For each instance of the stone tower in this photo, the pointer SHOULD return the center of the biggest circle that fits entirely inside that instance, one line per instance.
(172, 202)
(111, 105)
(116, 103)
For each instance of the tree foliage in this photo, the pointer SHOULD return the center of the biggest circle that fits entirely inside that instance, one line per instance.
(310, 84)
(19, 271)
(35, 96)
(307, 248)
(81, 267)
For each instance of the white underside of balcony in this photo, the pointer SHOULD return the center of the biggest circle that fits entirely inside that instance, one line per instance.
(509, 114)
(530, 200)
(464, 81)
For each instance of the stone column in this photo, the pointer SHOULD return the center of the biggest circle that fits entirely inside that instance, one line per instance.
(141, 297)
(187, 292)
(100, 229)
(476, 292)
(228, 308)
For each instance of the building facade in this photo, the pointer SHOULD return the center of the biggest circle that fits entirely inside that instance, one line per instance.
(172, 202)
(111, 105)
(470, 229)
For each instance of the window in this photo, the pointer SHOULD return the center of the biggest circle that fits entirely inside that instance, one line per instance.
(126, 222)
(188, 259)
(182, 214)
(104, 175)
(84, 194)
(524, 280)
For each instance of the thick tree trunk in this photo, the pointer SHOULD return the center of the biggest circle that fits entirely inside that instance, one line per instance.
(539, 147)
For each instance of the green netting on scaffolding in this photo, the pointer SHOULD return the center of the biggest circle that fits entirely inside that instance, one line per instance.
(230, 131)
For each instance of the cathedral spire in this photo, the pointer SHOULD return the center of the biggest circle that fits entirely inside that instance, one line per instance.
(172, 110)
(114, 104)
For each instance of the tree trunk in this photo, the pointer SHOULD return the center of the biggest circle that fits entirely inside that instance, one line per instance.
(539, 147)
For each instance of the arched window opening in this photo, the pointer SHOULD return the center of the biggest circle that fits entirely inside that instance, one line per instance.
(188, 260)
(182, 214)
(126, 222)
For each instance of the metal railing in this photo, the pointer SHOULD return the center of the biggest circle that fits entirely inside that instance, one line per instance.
************
→ What this task involves: Convert all of the data above into a numbered list, one line per item, and omit any blank lines.

→ Final result:
1. For each instance of the stone tower in this photo, the pointer SHOULD return the center of the biggest circle that fits entirely inside that instance, one line per instance.
2. (172, 202)
3. (111, 105)
4. (116, 103)
5. For each instance of the tree foliage in this photo, the pointer SHOULD return the center of the biggest circle that fits entirely inside that instance, one line per instance.
6. (310, 84)
7. (19, 271)
8. (35, 96)
9. (307, 248)
10. (81, 267)
11. For each instance of the white underside of balcony in this photo, the pointer SHOULD return the center of the biggest circle that fits entirely inside that instance, one line per instance.
12. (509, 114)
13. (530, 200)
14. (464, 81)
15. For each instance of the stone column in this photo, the pointer SHOULD return the center of the biggest circle that fits entirely inside that instance, one line per instance.
16. (141, 297)
17. (187, 292)
18. (100, 229)
19. (476, 292)
20. (228, 308)
21. For each instance of the building facade in this photo, the pointer SHOULD return the center of the biggest circle that fits entirely inside that instance, one line per instance.
22. (172, 202)
23. (111, 105)
24. (470, 229)
25. For each instance of the window in this photo, the pointer SHOULD return the center of the biggest circle that fits entirely inside that instance, one line per instance.
26. (126, 222)
27. (188, 259)
28. (182, 214)
29. (104, 175)
30. (84, 194)
31. (524, 280)
32. For each instance of the thick tree trunk in this photo, the pointer SHOULD return the center of the biggest circle that fits entirely inside that instance, one line per instance.
33. (539, 147)
34. For each instance of the green netting on scaffolding in this photo, the pointer SHOULD return the center of the biggest circle that fits entirely inside that instance, one line per instance.
35. (230, 131)
36. For each instance of the cathedral spire in this photo, the pointer SHOULD return the center of the biggest circle that fits entirely inside that instance, one line per instance.
37. (172, 110)
38. (114, 104)
39. For each instance of the tree trunk in this photo, the pointer SHOULD return the center of the biggest circle that fits entirely inside that instance, one line per instance.
40. (539, 147)
41. For each instance of the arched window opening in this photo, the pointer SHOULD return the center of the biggest circle that fits entirely inside that instance, one line per instance.
42. (188, 260)
43. (182, 214)
44. (126, 222)
45. For each instance of the metal railing in this photo, the pointer SHOULD return the center of the biggest circle that fits entirely inside that instance, one line per instance.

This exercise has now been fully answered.